- STATED EXERCISE
Retype the lines of the material below word for word, from the line containing "with detecting ground." through the end of the material, inclusive.

-- start AVAILABLE RECORDS --

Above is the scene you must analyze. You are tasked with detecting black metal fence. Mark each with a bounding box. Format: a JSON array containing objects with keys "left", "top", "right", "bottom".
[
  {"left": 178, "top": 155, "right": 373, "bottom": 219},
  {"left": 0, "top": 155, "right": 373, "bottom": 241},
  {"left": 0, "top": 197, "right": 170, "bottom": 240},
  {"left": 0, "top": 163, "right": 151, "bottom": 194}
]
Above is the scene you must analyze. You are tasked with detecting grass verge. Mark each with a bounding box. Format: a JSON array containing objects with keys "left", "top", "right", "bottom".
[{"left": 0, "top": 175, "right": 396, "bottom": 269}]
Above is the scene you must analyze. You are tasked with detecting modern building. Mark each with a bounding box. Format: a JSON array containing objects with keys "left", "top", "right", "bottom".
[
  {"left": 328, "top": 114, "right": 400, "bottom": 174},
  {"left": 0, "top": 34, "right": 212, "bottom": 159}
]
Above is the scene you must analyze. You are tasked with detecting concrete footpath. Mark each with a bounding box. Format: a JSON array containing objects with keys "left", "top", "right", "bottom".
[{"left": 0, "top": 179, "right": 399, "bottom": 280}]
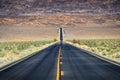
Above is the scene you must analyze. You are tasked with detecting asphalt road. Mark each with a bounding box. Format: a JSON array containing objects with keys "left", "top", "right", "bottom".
[
  {"left": 0, "top": 44, "right": 59, "bottom": 80},
  {"left": 0, "top": 44, "right": 120, "bottom": 80},
  {"left": 61, "top": 44, "right": 120, "bottom": 80}
]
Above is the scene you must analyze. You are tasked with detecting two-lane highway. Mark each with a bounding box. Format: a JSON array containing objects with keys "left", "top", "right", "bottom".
[
  {"left": 61, "top": 44, "right": 120, "bottom": 80},
  {"left": 0, "top": 44, "right": 120, "bottom": 80},
  {"left": 0, "top": 44, "right": 59, "bottom": 80}
]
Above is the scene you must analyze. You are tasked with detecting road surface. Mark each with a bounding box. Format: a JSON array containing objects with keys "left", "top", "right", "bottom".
[
  {"left": 0, "top": 44, "right": 120, "bottom": 80},
  {"left": 0, "top": 44, "right": 59, "bottom": 80},
  {"left": 61, "top": 44, "right": 120, "bottom": 80}
]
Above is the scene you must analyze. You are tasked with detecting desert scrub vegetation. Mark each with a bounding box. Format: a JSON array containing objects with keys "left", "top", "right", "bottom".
[
  {"left": 70, "top": 39, "right": 120, "bottom": 58},
  {"left": 0, "top": 41, "right": 53, "bottom": 67}
]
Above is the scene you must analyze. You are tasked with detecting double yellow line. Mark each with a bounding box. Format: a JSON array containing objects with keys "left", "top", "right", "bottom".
[{"left": 56, "top": 47, "right": 61, "bottom": 80}]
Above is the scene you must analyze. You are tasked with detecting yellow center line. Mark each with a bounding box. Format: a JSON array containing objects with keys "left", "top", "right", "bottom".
[
  {"left": 56, "top": 47, "right": 61, "bottom": 80},
  {"left": 61, "top": 71, "right": 64, "bottom": 76}
]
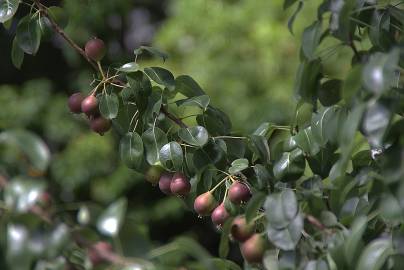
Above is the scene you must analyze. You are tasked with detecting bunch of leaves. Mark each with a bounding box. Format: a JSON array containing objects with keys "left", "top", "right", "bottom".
[{"left": 3, "top": 0, "right": 404, "bottom": 270}]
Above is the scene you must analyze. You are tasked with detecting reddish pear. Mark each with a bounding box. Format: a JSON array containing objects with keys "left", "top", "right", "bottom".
[
  {"left": 229, "top": 181, "right": 251, "bottom": 205},
  {"left": 67, "top": 92, "right": 84, "bottom": 113},
  {"left": 170, "top": 172, "right": 191, "bottom": 196},
  {"left": 194, "top": 191, "right": 217, "bottom": 216},
  {"left": 81, "top": 95, "right": 98, "bottom": 116},
  {"left": 211, "top": 203, "right": 230, "bottom": 226}
]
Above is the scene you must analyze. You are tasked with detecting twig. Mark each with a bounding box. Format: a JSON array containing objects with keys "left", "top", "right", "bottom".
[
  {"left": 34, "top": 0, "right": 98, "bottom": 70},
  {"left": 33, "top": 0, "right": 187, "bottom": 128},
  {"left": 306, "top": 215, "right": 332, "bottom": 234},
  {"left": 349, "top": 35, "right": 361, "bottom": 60},
  {"left": 160, "top": 106, "right": 187, "bottom": 128}
]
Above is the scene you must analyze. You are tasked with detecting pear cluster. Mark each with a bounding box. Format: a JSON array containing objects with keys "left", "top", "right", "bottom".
[
  {"left": 67, "top": 38, "right": 111, "bottom": 135},
  {"left": 67, "top": 92, "right": 111, "bottom": 135}
]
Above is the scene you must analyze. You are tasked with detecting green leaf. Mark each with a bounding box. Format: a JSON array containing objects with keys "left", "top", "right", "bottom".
[
  {"left": 47, "top": 6, "right": 69, "bottom": 29},
  {"left": 253, "top": 164, "right": 271, "bottom": 189},
  {"left": 264, "top": 189, "right": 299, "bottom": 229},
  {"left": 294, "top": 59, "right": 321, "bottom": 103},
  {"left": 330, "top": 0, "right": 356, "bottom": 42},
  {"left": 253, "top": 122, "right": 275, "bottom": 138},
  {"left": 293, "top": 127, "right": 320, "bottom": 156},
  {"left": 362, "top": 49, "right": 400, "bottom": 95},
  {"left": 118, "top": 62, "right": 140, "bottom": 73},
  {"left": 99, "top": 93, "right": 119, "bottom": 119},
  {"left": 175, "top": 75, "right": 206, "bottom": 97},
  {"left": 304, "top": 260, "right": 328, "bottom": 270},
  {"left": 318, "top": 79, "right": 343, "bottom": 107},
  {"left": 196, "top": 106, "right": 231, "bottom": 136},
  {"left": 0, "top": 130, "right": 50, "bottom": 172},
  {"left": 175, "top": 95, "right": 210, "bottom": 110},
  {"left": 11, "top": 38, "right": 24, "bottom": 69},
  {"left": 178, "top": 126, "right": 209, "bottom": 147},
  {"left": 144, "top": 67, "right": 175, "bottom": 90},
  {"left": 362, "top": 100, "right": 393, "bottom": 148},
  {"left": 283, "top": 0, "right": 297, "bottom": 10},
  {"left": 4, "top": 177, "right": 45, "bottom": 213},
  {"left": 3, "top": 222, "right": 34, "bottom": 270},
  {"left": 288, "top": 1, "right": 303, "bottom": 35},
  {"left": 273, "top": 149, "right": 306, "bottom": 181},
  {"left": 311, "top": 107, "right": 336, "bottom": 147},
  {"left": 160, "top": 142, "right": 184, "bottom": 171},
  {"left": 302, "top": 21, "right": 322, "bottom": 60},
  {"left": 262, "top": 250, "right": 279, "bottom": 270},
  {"left": 119, "top": 132, "right": 144, "bottom": 169},
  {"left": 219, "top": 218, "right": 233, "bottom": 258},
  {"left": 97, "top": 198, "right": 128, "bottom": 237},
  {"left": 16, "top": 14, "right": 41, "bottom": 55},
  {"left": 0, "top": 0, "right": 20, "bottom": 23},
  {"left": 229, "top": 158, "right": 248, "bottom": 174},
  {"left": 142, "top": 127, "right": 168, "bottom": 165},
  {"left": 245, "top": 192, "right": 266, "bottom": 223},
  {"left": 133, "top": 46, "right": 168, "bottom": 62},
  {"left": 267, "top": 214, "right": 303, "bottom": 250},
  {"left": 355, "top": 238, "right": 394, "bottom": 270},
  {"left": 344, "top": 217, "right": 367, "bottom": 267},
  {"left": 369, "top": 10, "right": 394, "bottom": 51},
  {"left": 250, "top": 135, "right": 270, "bottom": 163}
]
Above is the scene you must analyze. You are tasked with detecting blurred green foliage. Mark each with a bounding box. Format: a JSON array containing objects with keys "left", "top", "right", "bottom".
[
  {"left": 155, "top": 0, "right": 317, "bottom": 131},
  {"left": 0, "top": 0, "right": 332, "bottom": 266}
]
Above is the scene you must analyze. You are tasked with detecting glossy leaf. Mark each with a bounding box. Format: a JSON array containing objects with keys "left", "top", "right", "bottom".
[
  {"left": 245, "top": 192, "right": 266, "bottom": 223},
  {"left": 11, "top": 38, "right": 24, "bottom": 69},
  {"left": 267, "top": 214, "right": 303, "bottom": 250},
  {"left": 273, "top": 149, "right": 306, "bottom": 181},
  {"left": 294, "top": 60, "right": 321, "bottom": 103},
  {"left": 175, "top": 95, "right": 210, "bottom": 110},
  {"left": 264, "top": 189, "right": 299, "bottom": 229},
  {"left": 344, "top": 217, "right": 367, "bottom": 266},
  {"left": 178, "top": 126, "right": 209, "bottom": 147},
  {"left": 288, "top": 1, "right": 303, "bottom": 35},
  {"left": 133, "top": 46, "right": 168, "bottom": 61},
  {"left": 99, "top": 93, "right": 119, "bottom": 119},
  {"left": 302, "top": 21, "right": 322, "bottom": 60},
  {"left": 293, "top": 127, "right": 320, "bottom": 156},
  {"left": 356, "top": 239, "right": 394, "bottom": 270},
  {"left": 196, "top": 106, "right": 231, "bottom": 136},
  {"left": 144, "top": 67, "right": 175, "bottom": 89},
  {"left": 4, "top": 177, "right": 45, "bottom": 213},
  {"left": 362, "top": 49, "right": 399, "bottom": 94},
  {"left": 119, "top": 132, "right": 144, "bottom": 169},
  {"left": 160, "top": 142, "right": 184, "bottom": 171},
  {"left": 175, "top": 75, "right": 205, "bottom": 98},
  {"left": 0, "top": 0, "right": 20, "bottom": 23},
  {"left": 142, "top": 127, "right": 168, "bottom": 165},
  {"left": 250, "top": 135, "right": 270, "bottom": 163},
  {"left": 118, "top": 62, "right": 140, "bottom": 73}
]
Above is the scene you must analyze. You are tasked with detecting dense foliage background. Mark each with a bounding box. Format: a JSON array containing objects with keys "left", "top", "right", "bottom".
[
  {"left": 0, "top": 0, "right": 404, "bottom": 270},
  {"left": 0, "top": 0, "right": 308, "bottom": 263}
]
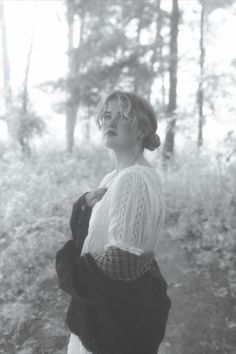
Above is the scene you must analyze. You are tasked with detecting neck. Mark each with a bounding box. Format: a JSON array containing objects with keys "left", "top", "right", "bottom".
[{"left": 114, "top": 147, "right": 144, "bottom": 173}]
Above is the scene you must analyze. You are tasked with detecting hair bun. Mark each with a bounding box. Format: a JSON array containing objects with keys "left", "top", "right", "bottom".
[{"left": 144, "top": 133, "right": 161, "bottom": 151}]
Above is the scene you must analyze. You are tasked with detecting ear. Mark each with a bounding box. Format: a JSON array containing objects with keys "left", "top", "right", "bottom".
[{"left": 138, "top": 127, "right": 147, "bottom": 139}]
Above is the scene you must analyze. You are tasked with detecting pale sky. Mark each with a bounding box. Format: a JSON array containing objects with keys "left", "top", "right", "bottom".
[{"left": 0, "top": 0, "right": 236, "bottom": 147}]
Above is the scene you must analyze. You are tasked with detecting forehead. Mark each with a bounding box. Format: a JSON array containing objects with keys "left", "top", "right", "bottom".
[{"left": 105, "top": 97, "right": 128, "bottom": 112}]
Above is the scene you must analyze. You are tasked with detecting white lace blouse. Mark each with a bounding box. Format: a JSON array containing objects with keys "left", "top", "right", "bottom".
[
  {"left": 82, "top": 165, "right": 164, "bottom": 255},
  {"left": 67, "top": 165, "right": 164, "bottom": 354}
]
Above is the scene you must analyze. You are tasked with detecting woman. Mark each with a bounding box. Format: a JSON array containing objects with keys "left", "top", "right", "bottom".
[{"left": 56, "top": 91, "right": 170, "bottom": 354}]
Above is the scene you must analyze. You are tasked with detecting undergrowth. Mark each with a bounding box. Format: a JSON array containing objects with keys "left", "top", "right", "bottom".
[{"left": 0, "top": 143, "right": 236, "bottom": 352}]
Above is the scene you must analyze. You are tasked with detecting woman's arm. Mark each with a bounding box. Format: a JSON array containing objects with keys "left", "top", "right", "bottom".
[{"left": 70, "top": 193, "right": 92, "bottom": 255}]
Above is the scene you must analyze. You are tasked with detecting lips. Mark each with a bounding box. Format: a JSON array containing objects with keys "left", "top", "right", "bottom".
[{"left": 105, "top": 129, "right": 117, "bottom": 136}]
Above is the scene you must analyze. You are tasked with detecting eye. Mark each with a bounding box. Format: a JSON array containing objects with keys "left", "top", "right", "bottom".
[{"left": 103, "top": 112, "right": 111, "bottom": 120}]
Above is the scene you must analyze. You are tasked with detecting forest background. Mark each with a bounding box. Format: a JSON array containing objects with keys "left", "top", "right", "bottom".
[{"left": 0, "top": 0, "right": 236, "bottom": 354}]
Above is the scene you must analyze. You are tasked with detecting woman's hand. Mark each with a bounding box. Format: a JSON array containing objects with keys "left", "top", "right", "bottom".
[{"left": 85, "top": 188, "right": 107, "bottom": 208}]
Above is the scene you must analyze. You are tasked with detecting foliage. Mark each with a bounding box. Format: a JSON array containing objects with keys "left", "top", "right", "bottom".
[
  {"left": 0, "top": 142, "right": 236, "bottom": 354},
  {"left": 165, "top": 149, "right": 236, "bottom": 296}
]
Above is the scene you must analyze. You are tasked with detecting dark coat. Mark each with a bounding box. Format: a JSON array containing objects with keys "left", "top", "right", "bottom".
[{"left": 56, "top": 196, "right": 171, "bottom": 354}]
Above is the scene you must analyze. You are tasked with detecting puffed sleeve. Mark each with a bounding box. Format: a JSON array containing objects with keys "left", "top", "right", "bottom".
[{"left": 105, "top": 170, "right": 148, "bottom": 255}]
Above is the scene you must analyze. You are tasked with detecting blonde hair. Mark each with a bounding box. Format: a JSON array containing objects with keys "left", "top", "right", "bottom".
[{"left": 96, "top": 90, "right": 160, "bottom": 151}]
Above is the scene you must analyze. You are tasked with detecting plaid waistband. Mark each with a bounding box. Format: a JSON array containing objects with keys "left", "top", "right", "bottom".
[{"left": 93, "top": 246, "right": 154, "bottom": 280}]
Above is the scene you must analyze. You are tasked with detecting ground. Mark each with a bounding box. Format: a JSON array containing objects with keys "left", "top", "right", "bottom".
[{"left": 0, "top": 234, "right": 236, "bottom": 354}]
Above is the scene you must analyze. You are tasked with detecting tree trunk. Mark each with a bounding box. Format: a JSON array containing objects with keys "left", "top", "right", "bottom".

-- end AVAILABLE RECORDS --

- TASK SOLUTION
Above is the scene you must analyze. You are tasked with detecting ground. Mark each with a bounding box. Format: a JSON array containing objects with keys "left", "top", "right", "bottom".
[{"left": 0, "top": 234, "right": 236, "bottom": 354}]
Above is the scene you must analyze. You are tasked with detecting tree trunk. Mark each with a bounding box. Format: a JSON array containing objects with keys "left", "top", "right", "bottom".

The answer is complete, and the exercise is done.